» Required task:
Return every line in the items below that contains the word "face".
begin
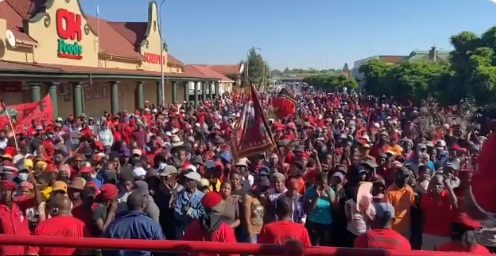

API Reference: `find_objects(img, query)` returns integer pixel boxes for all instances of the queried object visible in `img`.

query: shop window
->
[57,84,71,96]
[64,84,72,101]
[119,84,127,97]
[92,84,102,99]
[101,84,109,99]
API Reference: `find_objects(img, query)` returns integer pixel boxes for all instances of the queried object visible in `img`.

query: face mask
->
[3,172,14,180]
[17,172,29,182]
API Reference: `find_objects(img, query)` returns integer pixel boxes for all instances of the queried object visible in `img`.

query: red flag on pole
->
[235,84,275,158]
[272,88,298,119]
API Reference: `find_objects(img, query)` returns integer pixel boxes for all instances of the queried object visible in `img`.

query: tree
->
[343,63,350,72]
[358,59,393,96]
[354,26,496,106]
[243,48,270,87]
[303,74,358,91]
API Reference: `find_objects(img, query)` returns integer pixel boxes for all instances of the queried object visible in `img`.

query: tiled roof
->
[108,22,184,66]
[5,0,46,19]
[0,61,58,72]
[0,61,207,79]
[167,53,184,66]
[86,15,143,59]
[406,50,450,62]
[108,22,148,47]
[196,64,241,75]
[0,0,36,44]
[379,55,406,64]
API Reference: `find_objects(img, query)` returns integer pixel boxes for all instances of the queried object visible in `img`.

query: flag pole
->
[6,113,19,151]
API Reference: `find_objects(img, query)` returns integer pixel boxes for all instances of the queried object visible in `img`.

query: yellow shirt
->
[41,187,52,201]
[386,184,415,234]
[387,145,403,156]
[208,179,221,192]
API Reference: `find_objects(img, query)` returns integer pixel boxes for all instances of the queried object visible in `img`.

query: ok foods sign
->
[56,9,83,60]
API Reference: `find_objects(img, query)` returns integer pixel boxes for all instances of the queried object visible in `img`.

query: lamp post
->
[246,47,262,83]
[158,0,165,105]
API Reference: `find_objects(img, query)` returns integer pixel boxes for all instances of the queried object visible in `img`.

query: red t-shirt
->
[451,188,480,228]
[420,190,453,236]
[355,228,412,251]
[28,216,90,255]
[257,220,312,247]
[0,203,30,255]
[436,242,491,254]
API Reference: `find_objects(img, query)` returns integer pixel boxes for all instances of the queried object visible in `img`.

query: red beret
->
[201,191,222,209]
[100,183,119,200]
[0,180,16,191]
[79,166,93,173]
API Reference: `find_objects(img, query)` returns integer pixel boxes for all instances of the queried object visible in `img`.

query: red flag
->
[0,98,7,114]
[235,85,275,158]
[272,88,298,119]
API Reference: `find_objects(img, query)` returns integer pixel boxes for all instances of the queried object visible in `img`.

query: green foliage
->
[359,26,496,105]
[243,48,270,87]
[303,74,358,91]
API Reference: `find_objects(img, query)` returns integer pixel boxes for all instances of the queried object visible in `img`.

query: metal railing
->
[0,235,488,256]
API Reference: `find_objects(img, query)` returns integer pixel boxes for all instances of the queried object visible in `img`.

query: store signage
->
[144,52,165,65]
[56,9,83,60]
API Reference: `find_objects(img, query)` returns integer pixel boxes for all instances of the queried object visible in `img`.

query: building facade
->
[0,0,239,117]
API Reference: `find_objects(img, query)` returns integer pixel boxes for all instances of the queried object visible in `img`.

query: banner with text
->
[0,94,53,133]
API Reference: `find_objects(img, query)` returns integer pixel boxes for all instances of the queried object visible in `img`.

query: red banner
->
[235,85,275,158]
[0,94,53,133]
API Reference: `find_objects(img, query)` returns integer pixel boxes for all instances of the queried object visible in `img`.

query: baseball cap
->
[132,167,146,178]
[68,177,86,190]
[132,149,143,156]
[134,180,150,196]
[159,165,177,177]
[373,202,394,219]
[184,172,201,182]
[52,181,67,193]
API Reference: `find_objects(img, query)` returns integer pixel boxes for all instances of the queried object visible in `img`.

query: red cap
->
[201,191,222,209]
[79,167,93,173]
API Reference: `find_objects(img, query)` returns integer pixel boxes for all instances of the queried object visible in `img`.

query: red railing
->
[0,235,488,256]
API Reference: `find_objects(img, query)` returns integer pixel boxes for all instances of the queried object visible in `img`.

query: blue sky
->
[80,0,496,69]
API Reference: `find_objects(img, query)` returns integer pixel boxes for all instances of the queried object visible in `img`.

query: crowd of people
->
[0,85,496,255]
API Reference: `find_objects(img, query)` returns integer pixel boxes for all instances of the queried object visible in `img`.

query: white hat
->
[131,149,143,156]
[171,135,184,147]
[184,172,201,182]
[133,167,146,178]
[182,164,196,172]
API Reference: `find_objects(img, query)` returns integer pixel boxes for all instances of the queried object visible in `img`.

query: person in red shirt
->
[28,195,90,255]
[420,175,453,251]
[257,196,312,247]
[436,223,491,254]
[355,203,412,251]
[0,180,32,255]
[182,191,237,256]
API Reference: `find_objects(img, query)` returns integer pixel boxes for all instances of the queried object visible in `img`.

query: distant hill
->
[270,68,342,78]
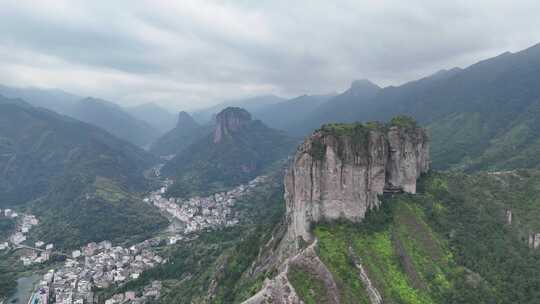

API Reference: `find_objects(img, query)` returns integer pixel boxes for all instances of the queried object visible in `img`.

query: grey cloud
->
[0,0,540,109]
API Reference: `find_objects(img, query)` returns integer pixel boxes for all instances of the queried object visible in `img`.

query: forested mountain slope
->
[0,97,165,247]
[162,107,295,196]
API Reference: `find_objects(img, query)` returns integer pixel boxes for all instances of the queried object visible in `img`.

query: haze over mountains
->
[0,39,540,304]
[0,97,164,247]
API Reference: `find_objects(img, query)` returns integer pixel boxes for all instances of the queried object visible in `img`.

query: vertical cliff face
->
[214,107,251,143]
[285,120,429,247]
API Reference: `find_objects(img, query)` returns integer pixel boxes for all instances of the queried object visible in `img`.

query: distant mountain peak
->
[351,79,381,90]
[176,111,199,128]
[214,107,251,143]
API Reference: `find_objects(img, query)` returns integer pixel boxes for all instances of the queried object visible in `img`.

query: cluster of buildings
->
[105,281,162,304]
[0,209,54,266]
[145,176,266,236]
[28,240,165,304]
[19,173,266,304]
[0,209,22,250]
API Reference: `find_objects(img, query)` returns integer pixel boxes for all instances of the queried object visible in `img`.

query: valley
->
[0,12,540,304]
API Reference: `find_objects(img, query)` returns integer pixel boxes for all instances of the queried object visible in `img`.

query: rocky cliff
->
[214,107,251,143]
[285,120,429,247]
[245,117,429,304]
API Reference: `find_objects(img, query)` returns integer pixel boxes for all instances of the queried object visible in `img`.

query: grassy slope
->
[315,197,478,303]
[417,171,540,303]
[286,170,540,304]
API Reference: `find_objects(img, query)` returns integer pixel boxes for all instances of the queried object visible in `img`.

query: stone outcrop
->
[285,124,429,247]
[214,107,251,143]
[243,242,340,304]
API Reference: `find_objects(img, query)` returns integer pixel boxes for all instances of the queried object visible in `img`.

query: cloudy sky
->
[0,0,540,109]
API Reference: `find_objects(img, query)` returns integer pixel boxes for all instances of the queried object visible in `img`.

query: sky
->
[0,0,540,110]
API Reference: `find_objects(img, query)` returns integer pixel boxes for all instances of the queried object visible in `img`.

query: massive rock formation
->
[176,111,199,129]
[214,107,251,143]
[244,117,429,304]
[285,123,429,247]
end
begin
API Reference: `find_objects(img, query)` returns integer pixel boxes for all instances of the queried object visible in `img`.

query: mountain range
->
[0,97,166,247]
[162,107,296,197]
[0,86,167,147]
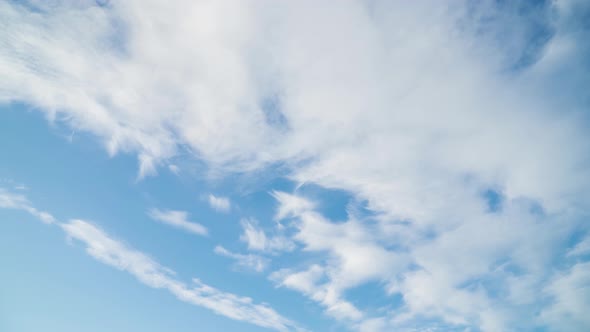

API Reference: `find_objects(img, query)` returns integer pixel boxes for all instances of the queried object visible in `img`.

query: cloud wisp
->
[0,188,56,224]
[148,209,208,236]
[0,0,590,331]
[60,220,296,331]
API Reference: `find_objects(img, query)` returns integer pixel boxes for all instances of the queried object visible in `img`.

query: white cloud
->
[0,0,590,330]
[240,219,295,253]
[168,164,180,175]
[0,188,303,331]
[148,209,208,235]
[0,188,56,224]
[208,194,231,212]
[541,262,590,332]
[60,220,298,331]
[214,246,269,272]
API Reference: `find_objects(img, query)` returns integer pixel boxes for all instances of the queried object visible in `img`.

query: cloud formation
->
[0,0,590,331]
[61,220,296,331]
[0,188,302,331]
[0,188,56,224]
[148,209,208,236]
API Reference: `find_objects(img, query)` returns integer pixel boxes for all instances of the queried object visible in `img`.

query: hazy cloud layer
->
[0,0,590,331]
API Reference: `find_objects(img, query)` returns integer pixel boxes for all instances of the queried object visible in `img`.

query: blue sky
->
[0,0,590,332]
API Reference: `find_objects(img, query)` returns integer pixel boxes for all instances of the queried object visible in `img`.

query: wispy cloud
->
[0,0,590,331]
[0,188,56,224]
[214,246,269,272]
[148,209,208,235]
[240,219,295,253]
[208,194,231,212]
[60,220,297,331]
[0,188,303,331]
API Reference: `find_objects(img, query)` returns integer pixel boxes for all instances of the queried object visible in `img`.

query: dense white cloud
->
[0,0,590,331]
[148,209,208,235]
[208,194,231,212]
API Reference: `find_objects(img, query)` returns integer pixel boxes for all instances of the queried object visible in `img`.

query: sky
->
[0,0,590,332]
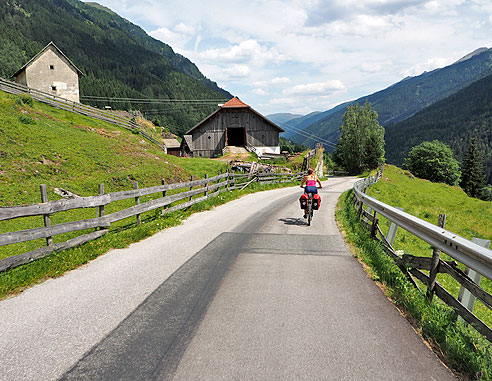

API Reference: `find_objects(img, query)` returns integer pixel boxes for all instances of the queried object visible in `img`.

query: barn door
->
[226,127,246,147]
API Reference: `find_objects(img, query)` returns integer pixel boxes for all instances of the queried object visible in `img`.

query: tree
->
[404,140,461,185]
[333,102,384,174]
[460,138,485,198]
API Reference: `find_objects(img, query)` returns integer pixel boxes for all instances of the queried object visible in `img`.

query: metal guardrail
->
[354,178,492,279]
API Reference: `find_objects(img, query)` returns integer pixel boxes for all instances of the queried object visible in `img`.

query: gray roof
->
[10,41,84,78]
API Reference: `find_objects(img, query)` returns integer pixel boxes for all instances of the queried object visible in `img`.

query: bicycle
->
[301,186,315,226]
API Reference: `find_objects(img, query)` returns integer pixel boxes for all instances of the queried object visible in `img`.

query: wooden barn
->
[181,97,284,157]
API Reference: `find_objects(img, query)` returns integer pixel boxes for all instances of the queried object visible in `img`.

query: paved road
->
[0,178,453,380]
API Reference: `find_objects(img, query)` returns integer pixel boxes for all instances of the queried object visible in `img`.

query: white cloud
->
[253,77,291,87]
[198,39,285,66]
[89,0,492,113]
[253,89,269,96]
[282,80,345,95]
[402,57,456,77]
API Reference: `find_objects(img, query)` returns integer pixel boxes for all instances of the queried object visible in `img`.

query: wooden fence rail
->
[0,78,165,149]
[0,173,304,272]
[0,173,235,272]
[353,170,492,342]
end
begin
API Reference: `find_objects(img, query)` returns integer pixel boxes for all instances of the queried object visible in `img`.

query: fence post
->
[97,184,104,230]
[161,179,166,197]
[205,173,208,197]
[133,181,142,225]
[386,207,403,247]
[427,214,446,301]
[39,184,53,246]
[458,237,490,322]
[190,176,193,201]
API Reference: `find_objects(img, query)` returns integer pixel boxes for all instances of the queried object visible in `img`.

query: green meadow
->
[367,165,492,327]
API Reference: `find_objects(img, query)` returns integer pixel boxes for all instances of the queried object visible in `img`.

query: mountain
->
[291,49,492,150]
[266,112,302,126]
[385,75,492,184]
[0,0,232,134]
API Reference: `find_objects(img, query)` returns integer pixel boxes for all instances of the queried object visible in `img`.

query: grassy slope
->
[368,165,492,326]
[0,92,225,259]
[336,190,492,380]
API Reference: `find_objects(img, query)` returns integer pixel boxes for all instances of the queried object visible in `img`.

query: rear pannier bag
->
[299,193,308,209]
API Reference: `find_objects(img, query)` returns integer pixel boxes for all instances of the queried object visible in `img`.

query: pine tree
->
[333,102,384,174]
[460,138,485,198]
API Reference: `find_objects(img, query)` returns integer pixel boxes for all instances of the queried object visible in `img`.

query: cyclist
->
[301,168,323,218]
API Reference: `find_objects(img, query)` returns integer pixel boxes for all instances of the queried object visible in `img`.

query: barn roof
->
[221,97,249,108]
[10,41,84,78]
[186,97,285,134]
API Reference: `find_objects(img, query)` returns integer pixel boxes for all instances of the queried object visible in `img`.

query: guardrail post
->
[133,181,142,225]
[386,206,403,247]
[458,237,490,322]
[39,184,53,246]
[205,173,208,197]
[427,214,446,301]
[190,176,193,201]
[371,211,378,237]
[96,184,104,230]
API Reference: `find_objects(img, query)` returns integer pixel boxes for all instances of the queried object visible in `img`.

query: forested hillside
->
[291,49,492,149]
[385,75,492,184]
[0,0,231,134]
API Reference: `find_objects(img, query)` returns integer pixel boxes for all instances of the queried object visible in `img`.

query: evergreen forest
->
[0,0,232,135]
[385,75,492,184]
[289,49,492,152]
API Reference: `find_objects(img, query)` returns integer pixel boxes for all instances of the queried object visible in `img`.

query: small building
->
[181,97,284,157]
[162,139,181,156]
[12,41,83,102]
end
» Response:
query: face mask
query: vertical cliff face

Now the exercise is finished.